Problem – How many of the lines below contain "each"? Answer with that number alone.
++++ Materials provided
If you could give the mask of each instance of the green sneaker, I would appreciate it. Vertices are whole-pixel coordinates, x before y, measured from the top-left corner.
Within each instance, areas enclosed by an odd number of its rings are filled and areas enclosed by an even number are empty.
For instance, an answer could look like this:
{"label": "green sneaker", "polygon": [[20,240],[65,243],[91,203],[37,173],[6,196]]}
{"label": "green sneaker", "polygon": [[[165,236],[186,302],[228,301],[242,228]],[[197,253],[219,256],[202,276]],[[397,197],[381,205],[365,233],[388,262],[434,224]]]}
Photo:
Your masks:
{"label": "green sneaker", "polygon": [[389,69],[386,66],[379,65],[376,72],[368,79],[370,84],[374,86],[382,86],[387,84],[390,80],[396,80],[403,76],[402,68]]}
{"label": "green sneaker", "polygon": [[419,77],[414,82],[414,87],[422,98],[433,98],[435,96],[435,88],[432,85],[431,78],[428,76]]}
++++++++
++++ Materials provided
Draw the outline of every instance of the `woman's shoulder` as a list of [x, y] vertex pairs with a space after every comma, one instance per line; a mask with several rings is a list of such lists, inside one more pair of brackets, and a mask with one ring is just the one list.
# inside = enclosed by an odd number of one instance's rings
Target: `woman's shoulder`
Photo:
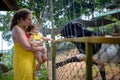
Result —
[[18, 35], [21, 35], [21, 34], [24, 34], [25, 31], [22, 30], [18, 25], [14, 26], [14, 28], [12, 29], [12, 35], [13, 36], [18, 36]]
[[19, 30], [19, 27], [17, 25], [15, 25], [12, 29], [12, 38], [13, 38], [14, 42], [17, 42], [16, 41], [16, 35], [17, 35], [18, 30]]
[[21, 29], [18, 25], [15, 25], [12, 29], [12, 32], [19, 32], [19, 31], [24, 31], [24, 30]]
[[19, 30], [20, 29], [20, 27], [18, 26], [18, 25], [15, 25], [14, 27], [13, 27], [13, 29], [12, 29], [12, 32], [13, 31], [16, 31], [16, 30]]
++++++++
Solved problem – 2